Selected passage

** START **

The senior class gift set a record of 1,033 participants, breaking 1,000 for the first time in the University’s history. VP for Mission and Ministry Jack Butler, SJ, had agreed to eat an Eagle’s Deli Challenge Burger (five pounds of meat, bacon, cheese, and bun) if the Class of 2012 (they number 2,327) exceeded 1,000 gifts, but escaped his deserved fate by arguing a narrow technicality: that the seniors didn’t complete their task until the designated deadline of May 15 had passed.
“Ocean by the marsh/The marsh fills with water, dark/A storm is coming,” won a haiku award for third-grader Kara Culgin in the annual science poetry contest for Massachusetts schoolchildren that’s been directed by emeritus professor of education George Ladd for 24 years.
Assistant professor J. Elisenda Grigsby of the mathematics department has received a National Science Foundation career award to further her work in topology.

** END **

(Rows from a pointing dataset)
** START **

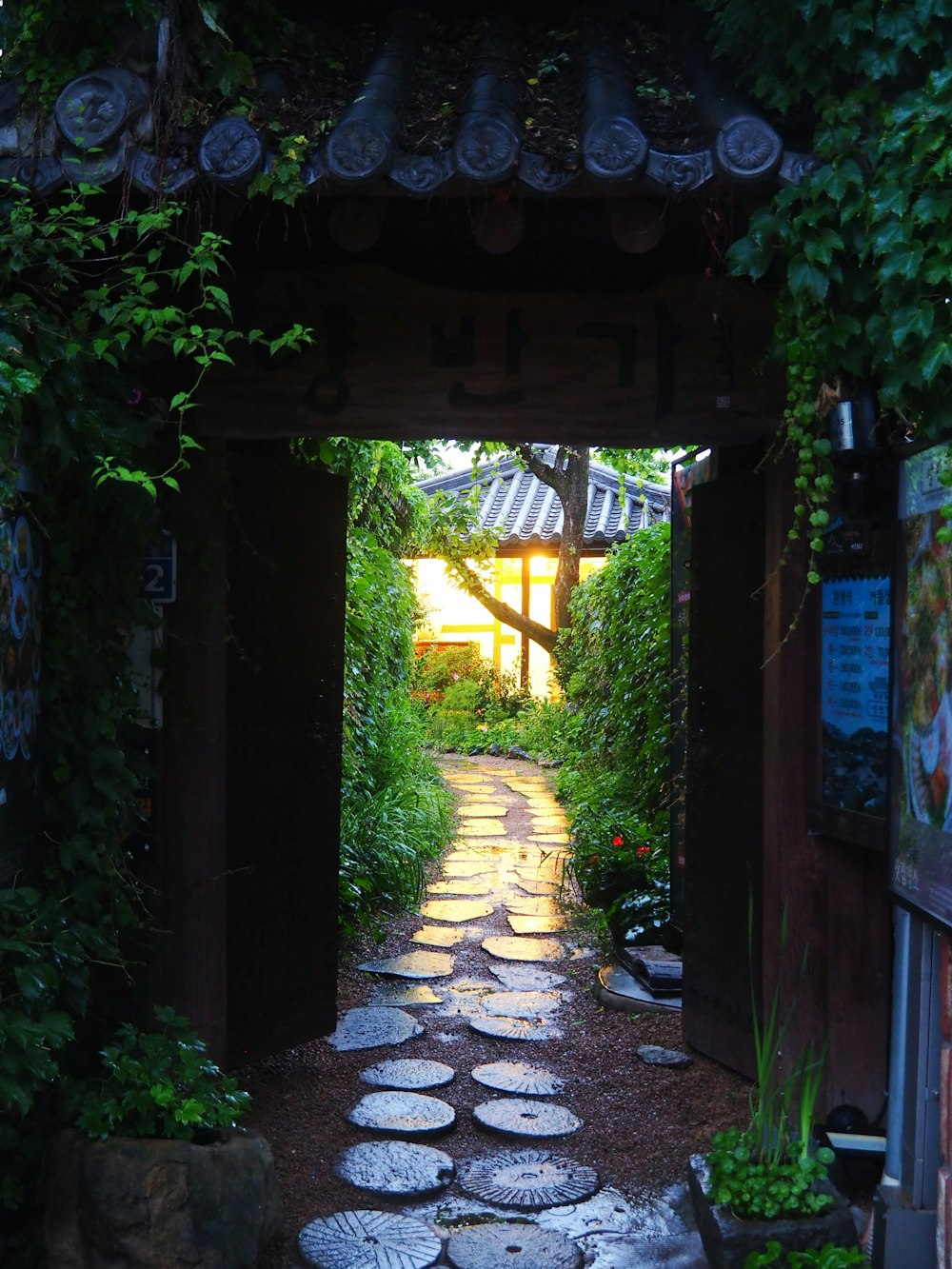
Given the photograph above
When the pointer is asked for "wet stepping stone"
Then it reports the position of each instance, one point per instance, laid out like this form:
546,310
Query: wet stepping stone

** END **

The task
What comes next in the campus news briefs at the top of the page, after the item on the topology career award? Write the continuation.

Reply
The University gave honorary degrees to Joseph A. Appleyard, SJ, ’53, formerly a member of the English faculty, director of the A&S honors program, and founding vice president of Mission and Ministry; William V. Campbell, chairman of the board of Intuit, Inc.; Navyn A. Salem ’94, founder of Edesia, which manufactures innovative foods to treat childhood malnutrition; Liz Walker, former television anchor and founder of the Walker Group, an international social service agency; and Bob Woodruff, another former anchor, whose experience of brain injury, suffered while covering the Iraq war, led to the launch of a foundation to serve similarly afflicted members of the armed forces. Woodruff gave the Commencement address.
Terrence Devino, SJ, was appointed secretary of the University, supervising an office that oversees special events such as Commencement and the Sesquicentennial celebration. He will succeed Mary Lou DeLong NC’71, a former senior vice president of University relations, who will retire in December. Kelli Armstrong, who has directed institutional research at Boston College, was appointed a vice president.
The World History Association Book Prize for 2012 has gone to Why Europe Grew Rich and Asia Did Not: Global Economic Divergence, 1600–1850, by history professor Prasannan Parthasarathi. Parthasarathi’s thesis rests on social development, and not merely technology—the usual suspect.
The New England Aquarium and the Institute for Contemporary Art have been entered into the list of Boston cultural organizations that offer free admission to students.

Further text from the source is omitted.